Set exercise a:
In the thread, condense the paragraph beginning "Pick a body of water" into a short numbered list that keeps its main facts.

# Sticky  How do you hunt divers without busting the roost?



## widukntz

I would like to hunt out of my layout boat on some of the bigger water for divers, but I understand the protection we need to give the roosting area. Do you think if I was anchored out in the middle shooting divers it would cause a problem? I see most of the puddle ducks using the sheltered bays and if the water is big enough I don't feel it will push them out. And the divers are, well, divers. Usually too dumb to know they are even being shot at! Did I answer my own question or do you think different?


----------



## fishhawk175090

In a submarine.


----------



## Gillbilly

Good luck getting a straight answer.From what I have been told by locals and guys I know it wont be much of an issue, but being a NR its tough getting real input.Stick with shooting at divers and it should be fine.GO BUCKY!!! :beer: :beer:


----------



## R y a n

This is a great topic. I was thinking of asking the same question myself. With all the talk that goes on here about not busting the roost, there is a legitimate contingent of waterfowlers (myself included) who like to hunt divers on bigger water for a changeup once in awhile.

The problem isn't diver hunters as much as it is guys who setup on water for puddle ducks like mallards/pintails. The types of water most commonly setup on is different for divers vs. puddlers...

That being said, there is probably _only a few hundred lakes in ND _that would meet the criteria of diver habitat that you could successfully setup on with diver decoys for a "traditional" diver hunt. There are probably 5,000 roosting sloughs that the boat parade destroys each fall, that are combo style large sloughs that hold both puddlers and divers.

They are the ones that cause the most contention.

Like I mentioned in another post, *if you shoot on a given body of water and it causes all the birds to jump into the air and move, you've busted a roost.* You need to find water where it isn't so small that this happens. There really isn't too many places in ND where that is the case.

That being said, here's one way to figure out if you should hunt a given piece of water for divers.

Pick a body of water that looks like a potential diver lake. Sit and glass for a half hour. Observe what kinds of birds are sitting on that water and if they are mallards/pintails/teal or are they redheads, cans, bluebills, ruddys. If you see a pile of mallards sitting on some structure (point, shoreline, island, ice) and you see them all actively coming and going from that core location, that is a roost. Leave it alone.

<rant>
NOTE: Flat bottomed shallow sloughs where you have all kinds of different birds occasionally passing by *is not a diver lake*. If you are looking for justification to hunt those types of sloughs for "divers" you aren't truly diver hunting, but rather just water hunting and looking for an excuse.

Given records:
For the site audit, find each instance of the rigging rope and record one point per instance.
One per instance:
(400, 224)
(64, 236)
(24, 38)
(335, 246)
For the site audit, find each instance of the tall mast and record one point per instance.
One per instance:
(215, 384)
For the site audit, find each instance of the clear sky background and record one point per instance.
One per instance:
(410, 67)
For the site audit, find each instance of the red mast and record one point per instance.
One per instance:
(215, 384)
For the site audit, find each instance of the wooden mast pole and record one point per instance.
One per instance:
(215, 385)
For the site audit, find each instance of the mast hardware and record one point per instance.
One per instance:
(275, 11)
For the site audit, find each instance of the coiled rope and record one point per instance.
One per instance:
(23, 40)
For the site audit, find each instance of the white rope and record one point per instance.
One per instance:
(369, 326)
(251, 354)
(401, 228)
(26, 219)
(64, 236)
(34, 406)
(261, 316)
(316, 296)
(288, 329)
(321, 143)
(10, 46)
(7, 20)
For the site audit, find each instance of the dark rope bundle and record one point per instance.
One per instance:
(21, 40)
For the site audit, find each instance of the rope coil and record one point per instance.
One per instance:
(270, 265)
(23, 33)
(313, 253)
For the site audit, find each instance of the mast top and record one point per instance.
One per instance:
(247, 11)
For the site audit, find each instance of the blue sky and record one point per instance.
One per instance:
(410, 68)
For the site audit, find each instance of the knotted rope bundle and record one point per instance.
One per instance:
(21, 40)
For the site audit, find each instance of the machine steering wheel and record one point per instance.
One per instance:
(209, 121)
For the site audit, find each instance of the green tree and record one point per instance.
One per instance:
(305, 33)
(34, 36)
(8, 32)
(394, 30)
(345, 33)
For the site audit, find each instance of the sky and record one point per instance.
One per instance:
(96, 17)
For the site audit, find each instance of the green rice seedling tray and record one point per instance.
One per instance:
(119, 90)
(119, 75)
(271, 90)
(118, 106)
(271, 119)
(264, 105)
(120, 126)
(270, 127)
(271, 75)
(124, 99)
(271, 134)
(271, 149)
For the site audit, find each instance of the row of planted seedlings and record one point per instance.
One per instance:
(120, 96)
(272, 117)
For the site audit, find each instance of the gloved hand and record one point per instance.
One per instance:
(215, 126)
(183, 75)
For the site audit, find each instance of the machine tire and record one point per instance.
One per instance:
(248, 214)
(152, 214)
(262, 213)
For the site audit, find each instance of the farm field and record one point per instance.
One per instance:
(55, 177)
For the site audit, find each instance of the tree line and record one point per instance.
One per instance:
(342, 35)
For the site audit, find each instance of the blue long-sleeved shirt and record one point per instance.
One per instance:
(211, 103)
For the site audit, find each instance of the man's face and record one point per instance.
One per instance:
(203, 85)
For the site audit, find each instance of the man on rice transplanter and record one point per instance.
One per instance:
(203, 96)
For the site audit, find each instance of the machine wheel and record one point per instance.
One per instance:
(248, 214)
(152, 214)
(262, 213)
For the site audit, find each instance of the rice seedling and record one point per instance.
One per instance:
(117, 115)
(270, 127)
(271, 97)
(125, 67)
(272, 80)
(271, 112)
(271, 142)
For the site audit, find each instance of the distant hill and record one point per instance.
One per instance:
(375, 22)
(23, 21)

Set exercise b:
Reproduce the records word for word, from the line with "For the site audit, find each instance of the machine wheel" through the final line of the records, including both.

Complete response a:
1. Choose a body of water that looks like a potential diver lake.
2. Glass it for half an hour.
3. Note whether the birds on it are mallards, pintails, and teal or redheads, cans, bluebills, and ruddys.
4. If many mallards sit on a structure such as a point, shoreline, island, or ice and keep coming and going from that core spot, it is a roost; leave it alone.

Complete response b:
For the site audit, find each instance of the machine wheel and record one point per instance.
One per instance:
(248, 214)
(152, 214)
(262, 213)
For the site audit, find each instance of the rice seedling and record one point per instance.
One per instance:
(117, 115)
(270, 127)
(271, 97)
(125, 67)
(272, 80)
(271, 112)
(271, 142)
For the site audit, find each instance of the distant hill and record one point per instance.
One per instance:
(375, 22)
(23, 21)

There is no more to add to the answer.